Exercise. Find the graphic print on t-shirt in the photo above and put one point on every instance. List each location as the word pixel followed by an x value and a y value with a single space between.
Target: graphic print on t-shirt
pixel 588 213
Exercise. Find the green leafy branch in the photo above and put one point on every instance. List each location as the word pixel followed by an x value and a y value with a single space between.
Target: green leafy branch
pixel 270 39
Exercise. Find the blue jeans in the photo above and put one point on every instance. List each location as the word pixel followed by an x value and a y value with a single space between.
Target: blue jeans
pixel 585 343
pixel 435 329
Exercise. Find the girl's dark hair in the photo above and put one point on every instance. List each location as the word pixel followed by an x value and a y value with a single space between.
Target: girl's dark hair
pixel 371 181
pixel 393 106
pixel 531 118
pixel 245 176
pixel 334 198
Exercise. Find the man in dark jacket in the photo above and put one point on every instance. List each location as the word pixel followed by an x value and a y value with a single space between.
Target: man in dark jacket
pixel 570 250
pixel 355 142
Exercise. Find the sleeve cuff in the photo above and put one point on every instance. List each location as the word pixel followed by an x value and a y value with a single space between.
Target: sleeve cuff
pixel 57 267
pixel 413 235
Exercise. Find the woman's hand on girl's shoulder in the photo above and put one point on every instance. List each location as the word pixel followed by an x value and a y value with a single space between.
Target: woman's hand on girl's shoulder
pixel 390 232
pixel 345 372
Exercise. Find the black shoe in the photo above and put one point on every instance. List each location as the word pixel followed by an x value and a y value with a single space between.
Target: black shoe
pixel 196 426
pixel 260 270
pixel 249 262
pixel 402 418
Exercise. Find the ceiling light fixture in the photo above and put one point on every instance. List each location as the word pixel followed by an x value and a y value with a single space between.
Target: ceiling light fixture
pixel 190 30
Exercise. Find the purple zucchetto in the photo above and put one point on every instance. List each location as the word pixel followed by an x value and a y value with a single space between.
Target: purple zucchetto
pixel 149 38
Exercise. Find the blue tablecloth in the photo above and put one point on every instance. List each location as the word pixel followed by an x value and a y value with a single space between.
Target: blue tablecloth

[EXERCISE OBJECTIVE] Copy the records above word for word. Begin at the line that contains "Exercise. Find the man" and end after the line that contains "pixel 355 142".

[RESPONSE]
Exercise. Find the man in dark jacket in the photo above and put one point on every instance. List each location as the word pixel followed by an x value and a y value with a single space between.
Target: man in dark jacket
pixel 570 250
pixel 355 142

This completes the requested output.